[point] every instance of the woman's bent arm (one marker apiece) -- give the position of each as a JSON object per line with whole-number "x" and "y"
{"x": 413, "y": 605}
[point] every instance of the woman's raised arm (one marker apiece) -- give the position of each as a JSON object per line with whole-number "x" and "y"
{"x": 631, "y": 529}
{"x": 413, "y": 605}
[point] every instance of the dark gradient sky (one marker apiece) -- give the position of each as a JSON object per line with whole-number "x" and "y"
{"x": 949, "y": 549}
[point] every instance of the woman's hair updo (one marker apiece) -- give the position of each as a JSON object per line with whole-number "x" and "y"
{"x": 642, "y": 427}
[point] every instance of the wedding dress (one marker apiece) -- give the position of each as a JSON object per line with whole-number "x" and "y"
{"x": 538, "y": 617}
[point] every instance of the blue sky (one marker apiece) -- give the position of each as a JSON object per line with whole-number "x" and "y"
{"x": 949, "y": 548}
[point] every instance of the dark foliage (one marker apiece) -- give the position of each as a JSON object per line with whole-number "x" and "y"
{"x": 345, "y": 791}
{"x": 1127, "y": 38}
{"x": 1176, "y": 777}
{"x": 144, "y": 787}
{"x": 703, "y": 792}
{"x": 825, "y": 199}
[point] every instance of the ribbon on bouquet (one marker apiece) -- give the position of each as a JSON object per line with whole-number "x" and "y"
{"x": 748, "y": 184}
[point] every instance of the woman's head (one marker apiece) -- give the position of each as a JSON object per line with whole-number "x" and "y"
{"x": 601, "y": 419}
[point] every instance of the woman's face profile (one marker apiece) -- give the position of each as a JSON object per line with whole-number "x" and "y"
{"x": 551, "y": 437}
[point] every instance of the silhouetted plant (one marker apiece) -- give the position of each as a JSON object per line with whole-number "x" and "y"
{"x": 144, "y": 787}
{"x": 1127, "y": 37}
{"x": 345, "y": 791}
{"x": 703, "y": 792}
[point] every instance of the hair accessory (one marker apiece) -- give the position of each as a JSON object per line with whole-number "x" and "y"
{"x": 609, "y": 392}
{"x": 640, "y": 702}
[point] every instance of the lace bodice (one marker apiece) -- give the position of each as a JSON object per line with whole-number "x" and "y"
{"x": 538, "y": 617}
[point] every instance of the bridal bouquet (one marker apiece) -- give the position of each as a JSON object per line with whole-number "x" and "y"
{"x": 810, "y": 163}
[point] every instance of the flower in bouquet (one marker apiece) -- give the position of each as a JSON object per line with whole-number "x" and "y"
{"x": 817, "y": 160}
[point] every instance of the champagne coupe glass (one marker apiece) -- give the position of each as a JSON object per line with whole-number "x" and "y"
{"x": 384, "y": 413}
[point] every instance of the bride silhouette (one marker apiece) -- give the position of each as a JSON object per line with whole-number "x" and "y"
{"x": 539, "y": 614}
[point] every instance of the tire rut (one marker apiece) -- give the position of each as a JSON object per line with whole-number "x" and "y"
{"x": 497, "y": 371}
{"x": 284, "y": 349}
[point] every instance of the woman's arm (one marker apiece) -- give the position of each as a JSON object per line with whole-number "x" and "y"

### [GIVEN EXERCISE]
Lay out every line of the entries above as a numbered list, leaving out any blank lines.

### [WRITTEN ANSWER]
1. [point] every instance of the woman's bent arm (one marker apiece) -- give the position of each as a JSON object per line with whole-number "x" and "y"
2. {"x": 413, "y": 605}
3. [point] every instance of the woman's raised arm (one marker apiece) -- give the position of each as a JSON object per line with whole-number "x" and "y"
4. {"x": 631, "y": 529}
5. {"x": 413, "y": 605}
6. [point] every instance of the dark gradient sky (one marker apiece) -- give the position of each as a JSON object per line with whole-number "x" and "y"
7. {"x": 949, "y": 549}
8. [point] every instance of the woman's hair updo (one marker apiece) -- give the position of each as a JSON object per line with whole-number "x" and "y"
9. {"x": 642, "y": 427}
10. [point] every instance of the wedding dress (one marker apiece) -- give the position of each as a JSON object per line with whole-number "x" and "y"
11. {"x": 538, "y": 617}
12. [point] every instance of the blue sky (one marker apiece) -- give the position of each as a JSON object per line with whole-number "x" and "y"
13. {"x": 949, "y": 548}
14. [point] every instance of the dark foliage (one marker apiece) -- give the position of each as a JSON object per line with whole-number "x" and "y"
15. {"x": 345, "y": 791}
16. {"x": 1127, "y": 38}
17. {"x": 1176, "y": 777}
18. {"x": 144, "y": 787}
19. {"x": 703, "y": 792}
20. {"x": 825, "y": 199}
21. [point] every instance of the ribbon on bouquet (one marker apiece) -- give the position of each as a JSON object per line with whole-number "x" and "y"
22. {"x": 748, "y": 184}
23. [point] every instance of the woman's head (one marker apiece) -- give the position of each as a JSON object per line with whole-number "x" and "y"
24. {"x": 601, "y": 419}
25. [point] every instance of the woman's face profile (one marker apiece) -- give the position of each as a JSON object per line with whole-number "x" and "y"
26. {"x": 551, "y": 437}
27. [point] every instance of the silhouetted plant (one marker apiece) -- give the position of each as a JSON object per line with whole-number "x" and "y"
28. {"x": 144, "y": 787}
29. {"x": 1127, "y": 37}
30. {"x": 345, "y": 791}
31. {"x": 703, "y": 792}
32. [point] every instance of the hair accessory (one marker apiece) -- give the position of each as a JSON object per line with whole-number "x" and "y"
33. {"x": 609, "y": 392}
34. {"x": 640, "y": 702}
35. [point] every instance of the lace bodice (one marker apiece) -- give the position of each as a JSON object per line with whole-number "x" and "y"
36. {"x": 538, "y": 617}
37. [point] every instance of the bridal bouquet (one marker apiece) -- give the position of each as a JSON object per line with whole-number "x" and "y"
38. {"x": 810, "y": 163}
39. [point] every instance of the flower in bouquet (one marker apiece) -- give the position of each as a JSON object per line with whole-number "x" and "y"
40. {"x": 817, "y": 160}
41. [point] every instance of the champagne coupe glass (one marker apiece) -- give the position of each as a JSON object per line with whole-number "x" and "y"
42. {"x": 384, "y": 413}
43. [point] every instance of the bride silhouette (one marker apiece) -- give the position of each as a JSON object per line with whole-number "x" and "y"
44. {"x": 539, "y": 614}
45. [point] every instance of the tire rut (one marker apiece) -- give the position of each as a JSON object per line with whole-number "x" and "y"
46. {"x": 497, "y": 371}
47. {"x": 284, "y": 349}
48. [point] every instance of the woman's arm (one marker apiece) -- give the position of each as a JSON object per line with whole-number "x" and "y"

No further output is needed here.